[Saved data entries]
* BEGIN *
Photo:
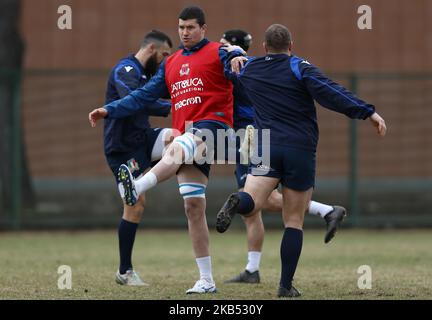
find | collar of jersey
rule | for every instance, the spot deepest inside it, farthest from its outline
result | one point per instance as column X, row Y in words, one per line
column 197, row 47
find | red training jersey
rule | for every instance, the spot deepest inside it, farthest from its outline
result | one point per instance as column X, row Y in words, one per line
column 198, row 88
* END *
* BEGIN *
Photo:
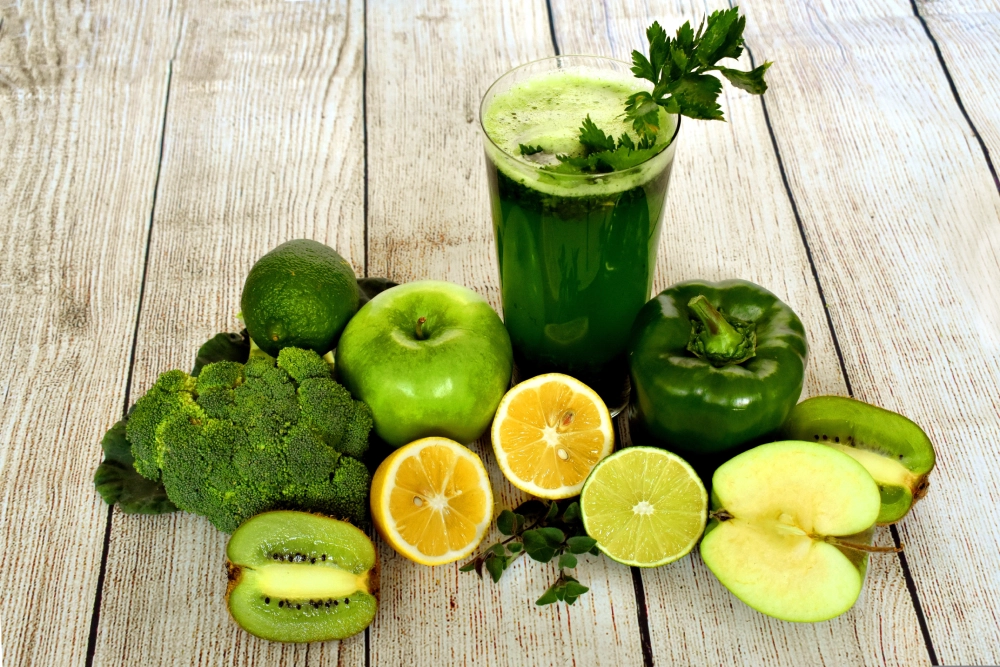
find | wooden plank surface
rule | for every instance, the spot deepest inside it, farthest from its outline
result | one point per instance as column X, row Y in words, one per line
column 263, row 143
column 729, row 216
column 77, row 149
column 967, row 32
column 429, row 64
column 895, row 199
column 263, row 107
* END *
* BEGIN *
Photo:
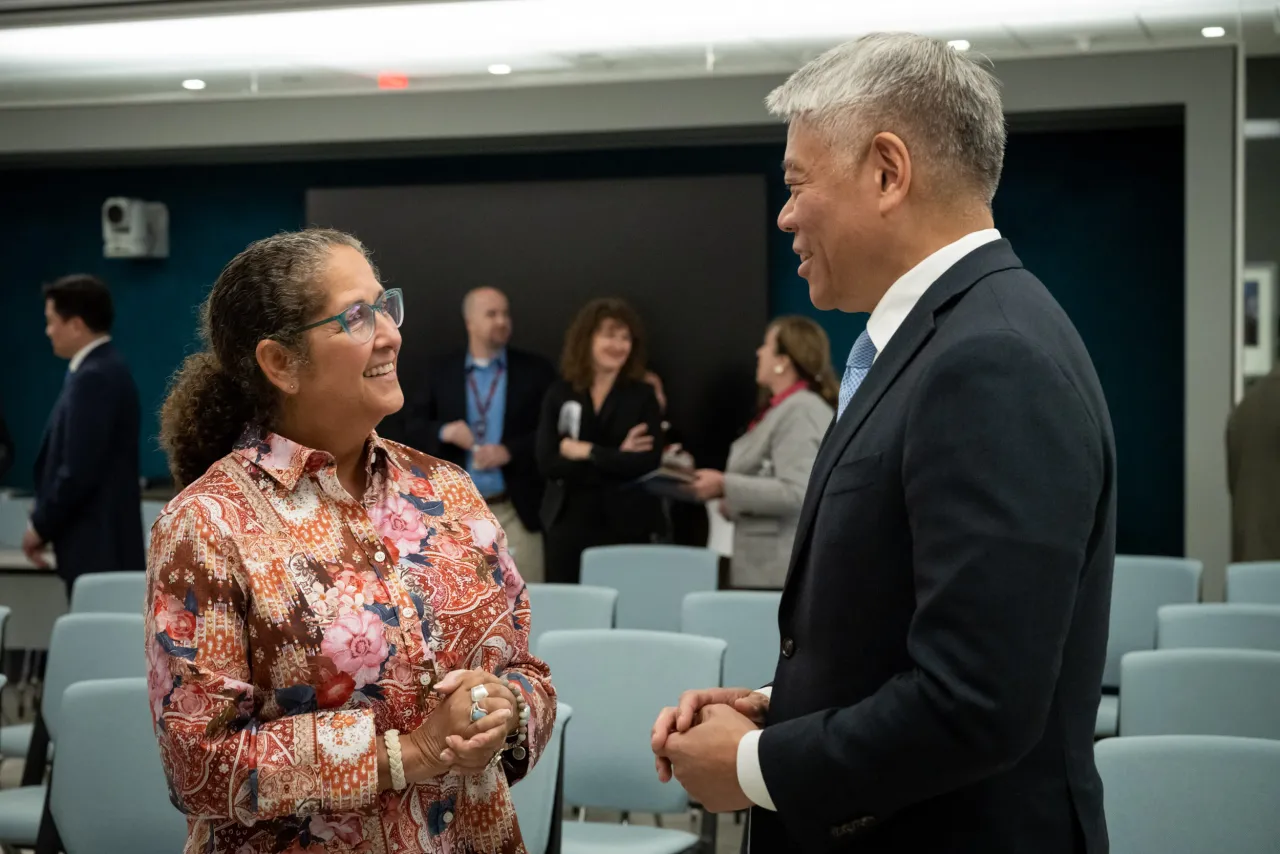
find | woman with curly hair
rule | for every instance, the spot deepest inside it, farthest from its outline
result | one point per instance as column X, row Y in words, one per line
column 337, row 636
* END *
- **WHAT YOU HAVE TO DO**
Convert the lines of the records above, running from the line containing "find | red training jersey" through the line containing "column 198, row 88", inclusive, into a JSON list of strings with one string per line and blank lines omitted.

- **RESPONSE FOR THIS EXERCISE**
[
  "find | red training jersey",
  "rule | for every instance, the spot deepest inside it, farthest from its outline",
  "result | one point per instance as column X, row Y in words, one per line",
  "column 198, row 88"
]